◆ **Data shown**:
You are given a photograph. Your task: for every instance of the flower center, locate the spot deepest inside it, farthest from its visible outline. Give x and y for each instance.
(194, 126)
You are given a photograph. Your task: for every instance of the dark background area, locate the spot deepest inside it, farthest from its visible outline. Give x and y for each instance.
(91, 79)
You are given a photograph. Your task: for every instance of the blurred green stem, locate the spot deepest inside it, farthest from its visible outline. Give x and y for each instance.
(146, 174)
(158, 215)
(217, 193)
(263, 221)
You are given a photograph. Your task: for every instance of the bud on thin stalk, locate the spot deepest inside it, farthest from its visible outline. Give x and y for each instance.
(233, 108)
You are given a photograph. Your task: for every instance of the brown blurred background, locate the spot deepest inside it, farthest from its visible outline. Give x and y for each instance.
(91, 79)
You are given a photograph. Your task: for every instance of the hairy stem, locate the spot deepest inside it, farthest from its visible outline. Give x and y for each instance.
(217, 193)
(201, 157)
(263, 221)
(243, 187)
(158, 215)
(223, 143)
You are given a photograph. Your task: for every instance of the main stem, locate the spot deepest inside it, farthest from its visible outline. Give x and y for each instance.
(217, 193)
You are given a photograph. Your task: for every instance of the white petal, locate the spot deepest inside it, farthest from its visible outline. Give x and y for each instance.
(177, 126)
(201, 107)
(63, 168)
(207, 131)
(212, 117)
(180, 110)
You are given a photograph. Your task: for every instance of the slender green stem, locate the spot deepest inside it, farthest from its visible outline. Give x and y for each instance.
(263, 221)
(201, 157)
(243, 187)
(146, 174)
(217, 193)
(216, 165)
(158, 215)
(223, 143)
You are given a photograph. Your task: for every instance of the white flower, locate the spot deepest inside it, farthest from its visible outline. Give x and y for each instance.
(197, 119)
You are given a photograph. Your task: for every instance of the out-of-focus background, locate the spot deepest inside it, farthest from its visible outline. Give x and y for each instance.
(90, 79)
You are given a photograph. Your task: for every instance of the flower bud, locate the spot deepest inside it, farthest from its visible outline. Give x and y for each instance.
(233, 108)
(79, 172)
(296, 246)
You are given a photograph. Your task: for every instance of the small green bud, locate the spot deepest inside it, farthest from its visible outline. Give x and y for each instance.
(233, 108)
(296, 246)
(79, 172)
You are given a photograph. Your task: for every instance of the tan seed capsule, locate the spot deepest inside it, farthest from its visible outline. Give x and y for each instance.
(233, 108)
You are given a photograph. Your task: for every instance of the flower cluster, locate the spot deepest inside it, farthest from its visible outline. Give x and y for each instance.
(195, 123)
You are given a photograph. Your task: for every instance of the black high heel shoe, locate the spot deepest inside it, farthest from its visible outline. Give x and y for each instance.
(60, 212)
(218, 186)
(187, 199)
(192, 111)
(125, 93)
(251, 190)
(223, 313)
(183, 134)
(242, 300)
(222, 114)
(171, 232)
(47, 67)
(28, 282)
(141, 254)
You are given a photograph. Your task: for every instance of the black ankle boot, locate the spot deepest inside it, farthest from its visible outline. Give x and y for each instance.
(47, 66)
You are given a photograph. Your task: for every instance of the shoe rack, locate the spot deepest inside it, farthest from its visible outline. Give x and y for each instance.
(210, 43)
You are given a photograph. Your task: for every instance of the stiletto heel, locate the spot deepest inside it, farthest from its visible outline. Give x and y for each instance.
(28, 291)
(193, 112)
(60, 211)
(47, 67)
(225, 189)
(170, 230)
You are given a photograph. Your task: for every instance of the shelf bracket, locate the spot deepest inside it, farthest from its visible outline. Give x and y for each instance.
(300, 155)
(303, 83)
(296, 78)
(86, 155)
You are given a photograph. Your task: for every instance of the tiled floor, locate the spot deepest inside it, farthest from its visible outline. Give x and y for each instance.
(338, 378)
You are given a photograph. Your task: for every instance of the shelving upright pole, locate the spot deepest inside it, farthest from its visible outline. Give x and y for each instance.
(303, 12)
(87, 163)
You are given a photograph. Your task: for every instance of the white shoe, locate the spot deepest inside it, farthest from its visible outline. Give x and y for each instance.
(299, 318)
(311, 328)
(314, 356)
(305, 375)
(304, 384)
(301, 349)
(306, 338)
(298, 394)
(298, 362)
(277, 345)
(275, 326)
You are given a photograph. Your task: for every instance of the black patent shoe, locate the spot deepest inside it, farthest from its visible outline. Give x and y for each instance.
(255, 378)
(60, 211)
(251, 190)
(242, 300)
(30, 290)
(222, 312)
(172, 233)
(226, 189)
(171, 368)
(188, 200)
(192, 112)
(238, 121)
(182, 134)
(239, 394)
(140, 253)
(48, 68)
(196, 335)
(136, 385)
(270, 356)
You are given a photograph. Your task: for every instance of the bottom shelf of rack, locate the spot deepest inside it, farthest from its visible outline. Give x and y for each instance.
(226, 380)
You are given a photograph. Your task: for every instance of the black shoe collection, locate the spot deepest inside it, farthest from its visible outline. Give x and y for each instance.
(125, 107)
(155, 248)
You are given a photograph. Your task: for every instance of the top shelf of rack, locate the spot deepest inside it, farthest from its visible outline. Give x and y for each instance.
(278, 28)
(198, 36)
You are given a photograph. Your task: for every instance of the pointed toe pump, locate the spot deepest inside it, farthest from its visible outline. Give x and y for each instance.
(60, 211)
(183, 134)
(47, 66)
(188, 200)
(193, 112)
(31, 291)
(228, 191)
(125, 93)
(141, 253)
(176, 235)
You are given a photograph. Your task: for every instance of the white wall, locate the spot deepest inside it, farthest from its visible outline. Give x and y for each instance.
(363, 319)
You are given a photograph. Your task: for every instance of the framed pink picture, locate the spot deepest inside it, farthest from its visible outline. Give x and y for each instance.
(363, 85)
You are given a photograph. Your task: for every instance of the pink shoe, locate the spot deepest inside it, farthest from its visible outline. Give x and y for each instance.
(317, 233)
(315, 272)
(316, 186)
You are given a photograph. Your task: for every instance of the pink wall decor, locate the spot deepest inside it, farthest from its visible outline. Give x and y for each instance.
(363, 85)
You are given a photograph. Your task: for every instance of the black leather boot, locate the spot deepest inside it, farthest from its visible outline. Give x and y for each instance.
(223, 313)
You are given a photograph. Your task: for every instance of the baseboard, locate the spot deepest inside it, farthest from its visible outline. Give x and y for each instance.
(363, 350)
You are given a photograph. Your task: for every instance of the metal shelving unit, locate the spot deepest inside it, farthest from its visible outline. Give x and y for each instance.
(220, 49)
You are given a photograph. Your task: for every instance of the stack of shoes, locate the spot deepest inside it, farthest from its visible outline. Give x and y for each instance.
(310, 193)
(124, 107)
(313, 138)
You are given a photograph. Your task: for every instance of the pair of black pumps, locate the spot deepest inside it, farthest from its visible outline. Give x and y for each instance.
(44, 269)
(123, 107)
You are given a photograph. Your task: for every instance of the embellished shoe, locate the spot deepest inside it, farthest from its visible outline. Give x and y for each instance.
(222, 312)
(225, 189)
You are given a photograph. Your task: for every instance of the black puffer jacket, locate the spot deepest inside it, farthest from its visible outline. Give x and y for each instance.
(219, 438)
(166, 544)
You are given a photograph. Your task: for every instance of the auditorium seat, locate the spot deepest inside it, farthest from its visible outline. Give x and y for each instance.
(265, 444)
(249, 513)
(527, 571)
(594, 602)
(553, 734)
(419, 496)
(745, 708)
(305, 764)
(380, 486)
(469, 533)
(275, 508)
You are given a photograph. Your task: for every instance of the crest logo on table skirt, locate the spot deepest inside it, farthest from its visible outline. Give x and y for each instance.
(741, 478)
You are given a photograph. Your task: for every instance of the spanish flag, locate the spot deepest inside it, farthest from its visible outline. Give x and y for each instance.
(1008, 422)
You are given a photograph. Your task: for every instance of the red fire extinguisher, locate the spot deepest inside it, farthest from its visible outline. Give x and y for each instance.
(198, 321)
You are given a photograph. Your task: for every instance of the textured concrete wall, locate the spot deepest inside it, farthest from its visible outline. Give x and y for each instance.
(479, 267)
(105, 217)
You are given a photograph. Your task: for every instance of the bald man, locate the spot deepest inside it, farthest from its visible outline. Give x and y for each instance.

◆ **Instructions for the task**: Beginning at the line that holds "of the pair", reproduce each line of the records above down to and including the last one.

◆ **Exercise result**:
You are given a photograph. Your task: for every instance of the pair of black pumps, locate the spot deepest inside it, farthest from its visible outline. Give x and y for each instance.
(44, 269)
(123, 107)
You are given a photograph. Your task: for every instance of the embellished shoe, locate the spot deepest inside it, farthest from its visible outline. Give x and y for each instance.
(222, 312)
(225, 189)
You are given a photograph. Your task: for every instance of the black puffer jacket, locate the spot deepest inside it, farthest from its visible outline. Give x and y for each instance.
(219, 438)
(166, 544)
You are given a photograph. Your task: for every instance of the auditorium seat, locate the spot deepest inside it, farthest from its visible outline. Give x and y for each instance.
(265, 444)
(249, 513)
(527, 571)
(594, 602)
(553, 734)
(419, 496)
(745, 708)
(305, 764)
(380, 486)
(469, 533)
(275, 508)
You are given a photograph. Your task: for every instance of the crest logo on table skirt, locate the spot deepest inside it, farthest from its visible outline. Give x and y for each instance.
(741, 478)
You are given a photograph. Your task: for every instance of the spanish flag, locate the spot deepest inside it, farthest from its visible outline. Give x and y for each instance.
(1008, 422)
You are given a photograph. Your task: for every instance of the red fire extinguisher, locate the spot deepest inside it, farthest from its visible outline. Give x and y for each instance.
(198, 321)
You are given a photograph. Your task: for every instance of the textured concrete wall, locate the spot deepest inside it, farthest from its visible outline. Give x and y for each instance.
(479, 267)
(105, 217)
You are given a photograph. Your task: for every instance of the bald man, locate the spot deepest inside it, farthest from its visible outline. Give x and y for each instance.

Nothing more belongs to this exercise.